Point-based annotation data:

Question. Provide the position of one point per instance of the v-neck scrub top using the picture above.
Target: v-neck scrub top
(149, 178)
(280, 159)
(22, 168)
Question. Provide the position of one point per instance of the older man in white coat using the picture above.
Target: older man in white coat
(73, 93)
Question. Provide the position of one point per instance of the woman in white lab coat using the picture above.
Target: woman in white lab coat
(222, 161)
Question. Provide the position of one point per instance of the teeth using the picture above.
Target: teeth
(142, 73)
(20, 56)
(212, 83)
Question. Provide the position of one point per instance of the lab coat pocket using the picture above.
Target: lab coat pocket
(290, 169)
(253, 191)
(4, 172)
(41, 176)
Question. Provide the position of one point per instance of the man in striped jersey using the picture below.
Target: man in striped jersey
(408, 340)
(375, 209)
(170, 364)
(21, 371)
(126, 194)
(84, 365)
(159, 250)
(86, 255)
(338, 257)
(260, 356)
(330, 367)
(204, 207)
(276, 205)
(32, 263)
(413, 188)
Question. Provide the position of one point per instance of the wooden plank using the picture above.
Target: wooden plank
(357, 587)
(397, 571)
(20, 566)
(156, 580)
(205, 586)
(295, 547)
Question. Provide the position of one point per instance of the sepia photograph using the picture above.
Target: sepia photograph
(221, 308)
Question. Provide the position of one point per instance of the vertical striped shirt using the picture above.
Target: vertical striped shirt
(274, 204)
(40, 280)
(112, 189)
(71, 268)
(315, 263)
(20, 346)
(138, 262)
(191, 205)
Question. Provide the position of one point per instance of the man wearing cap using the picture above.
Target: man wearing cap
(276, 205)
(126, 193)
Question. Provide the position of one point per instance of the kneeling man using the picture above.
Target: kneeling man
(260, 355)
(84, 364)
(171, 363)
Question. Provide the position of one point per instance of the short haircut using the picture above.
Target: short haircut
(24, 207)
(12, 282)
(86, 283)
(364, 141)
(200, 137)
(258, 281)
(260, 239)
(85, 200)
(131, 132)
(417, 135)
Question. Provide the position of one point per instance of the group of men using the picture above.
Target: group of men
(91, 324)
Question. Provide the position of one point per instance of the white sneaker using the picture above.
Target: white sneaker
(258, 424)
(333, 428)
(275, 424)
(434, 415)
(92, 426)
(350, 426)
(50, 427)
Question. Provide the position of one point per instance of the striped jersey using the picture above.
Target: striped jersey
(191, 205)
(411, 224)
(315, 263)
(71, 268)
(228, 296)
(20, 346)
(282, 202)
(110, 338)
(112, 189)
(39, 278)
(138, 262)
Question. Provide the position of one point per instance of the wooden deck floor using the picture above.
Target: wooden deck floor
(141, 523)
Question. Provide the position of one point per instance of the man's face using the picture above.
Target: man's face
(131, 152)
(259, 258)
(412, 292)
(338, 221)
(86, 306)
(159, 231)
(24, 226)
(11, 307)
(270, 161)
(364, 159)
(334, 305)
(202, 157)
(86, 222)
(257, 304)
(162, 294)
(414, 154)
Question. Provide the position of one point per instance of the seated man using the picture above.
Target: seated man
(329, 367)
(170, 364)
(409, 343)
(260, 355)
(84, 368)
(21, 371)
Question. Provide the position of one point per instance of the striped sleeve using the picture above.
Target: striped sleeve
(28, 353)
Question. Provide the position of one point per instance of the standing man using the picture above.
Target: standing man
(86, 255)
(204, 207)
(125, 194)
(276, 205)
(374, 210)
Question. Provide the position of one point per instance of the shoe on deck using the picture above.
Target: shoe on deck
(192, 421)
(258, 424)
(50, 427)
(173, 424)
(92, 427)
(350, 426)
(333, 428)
==
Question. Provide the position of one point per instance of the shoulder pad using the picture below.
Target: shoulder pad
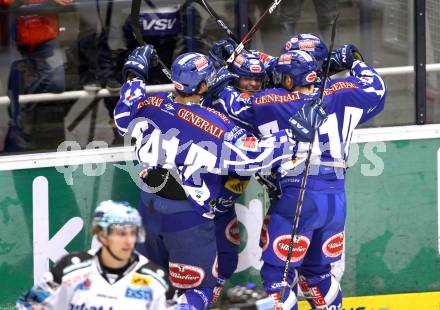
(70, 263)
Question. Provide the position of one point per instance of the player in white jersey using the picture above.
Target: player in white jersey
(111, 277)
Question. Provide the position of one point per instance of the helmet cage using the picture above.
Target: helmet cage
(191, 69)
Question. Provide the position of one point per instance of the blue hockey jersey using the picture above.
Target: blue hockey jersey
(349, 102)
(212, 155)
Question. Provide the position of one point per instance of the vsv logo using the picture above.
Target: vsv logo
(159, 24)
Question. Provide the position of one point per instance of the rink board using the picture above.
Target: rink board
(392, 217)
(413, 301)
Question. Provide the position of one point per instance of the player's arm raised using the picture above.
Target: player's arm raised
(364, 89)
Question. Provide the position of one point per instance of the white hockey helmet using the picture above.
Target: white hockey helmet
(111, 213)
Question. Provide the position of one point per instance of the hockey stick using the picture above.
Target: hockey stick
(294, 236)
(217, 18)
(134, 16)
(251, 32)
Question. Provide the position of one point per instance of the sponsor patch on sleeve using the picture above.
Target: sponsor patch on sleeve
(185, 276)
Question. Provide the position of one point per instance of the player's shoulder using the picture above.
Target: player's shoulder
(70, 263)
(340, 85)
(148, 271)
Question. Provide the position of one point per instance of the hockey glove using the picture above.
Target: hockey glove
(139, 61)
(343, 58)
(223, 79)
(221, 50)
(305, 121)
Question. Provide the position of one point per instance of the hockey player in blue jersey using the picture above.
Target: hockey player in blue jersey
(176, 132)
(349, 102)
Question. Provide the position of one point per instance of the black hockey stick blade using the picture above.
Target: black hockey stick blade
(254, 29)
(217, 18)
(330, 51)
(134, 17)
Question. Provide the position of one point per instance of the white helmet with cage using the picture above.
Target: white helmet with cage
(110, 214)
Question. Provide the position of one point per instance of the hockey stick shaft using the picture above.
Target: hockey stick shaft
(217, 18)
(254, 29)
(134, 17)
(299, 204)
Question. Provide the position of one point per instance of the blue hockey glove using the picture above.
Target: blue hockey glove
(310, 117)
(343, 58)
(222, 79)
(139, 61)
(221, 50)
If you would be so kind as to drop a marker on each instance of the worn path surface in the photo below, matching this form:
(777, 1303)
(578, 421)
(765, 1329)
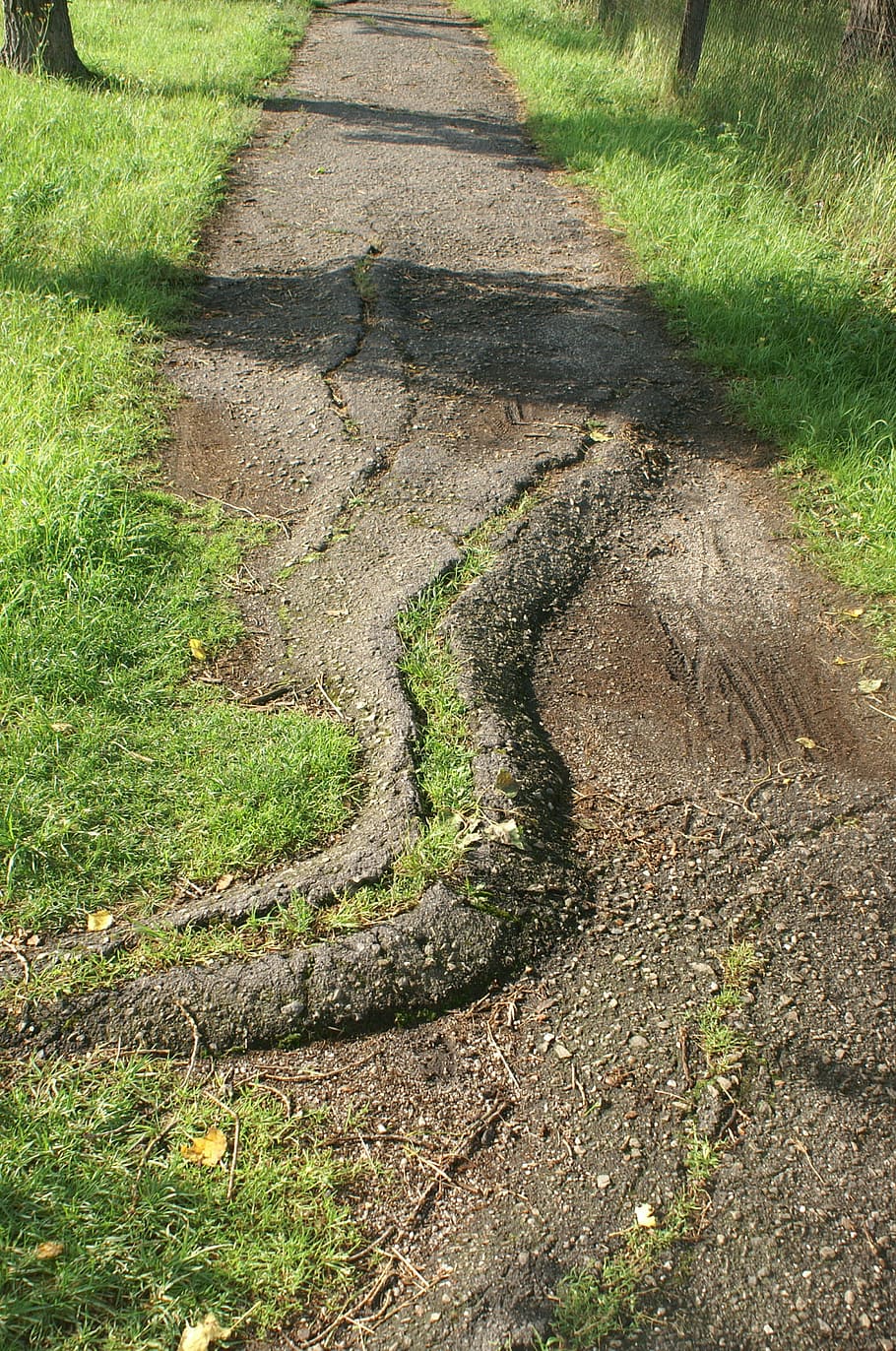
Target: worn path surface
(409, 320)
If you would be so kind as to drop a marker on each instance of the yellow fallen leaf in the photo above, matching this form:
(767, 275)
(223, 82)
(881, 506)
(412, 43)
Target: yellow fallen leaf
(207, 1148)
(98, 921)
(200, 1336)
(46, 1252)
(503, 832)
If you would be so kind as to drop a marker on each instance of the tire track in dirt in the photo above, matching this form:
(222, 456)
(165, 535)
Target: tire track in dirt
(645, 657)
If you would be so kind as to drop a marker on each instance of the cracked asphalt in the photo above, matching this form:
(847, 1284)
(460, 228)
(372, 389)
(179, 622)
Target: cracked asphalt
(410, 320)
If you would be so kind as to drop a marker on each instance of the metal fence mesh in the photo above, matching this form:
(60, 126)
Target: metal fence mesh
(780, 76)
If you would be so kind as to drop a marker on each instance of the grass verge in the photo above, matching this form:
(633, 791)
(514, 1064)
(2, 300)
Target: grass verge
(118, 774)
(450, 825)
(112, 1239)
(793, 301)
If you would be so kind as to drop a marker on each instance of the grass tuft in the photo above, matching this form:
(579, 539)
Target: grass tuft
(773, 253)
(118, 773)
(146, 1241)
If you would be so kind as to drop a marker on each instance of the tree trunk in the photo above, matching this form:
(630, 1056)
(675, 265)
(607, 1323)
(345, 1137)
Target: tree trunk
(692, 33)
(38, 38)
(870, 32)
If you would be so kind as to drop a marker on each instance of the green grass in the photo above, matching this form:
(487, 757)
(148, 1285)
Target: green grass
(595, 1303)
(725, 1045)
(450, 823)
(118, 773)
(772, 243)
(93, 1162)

Given request – Pull out every line above that contains the string "neck", treating uppercase and lowercase as different.

Full answer –
Question. Provide the position of one point per instance of the v-neck scrub top using the picture above.
Target: v-neck scrub top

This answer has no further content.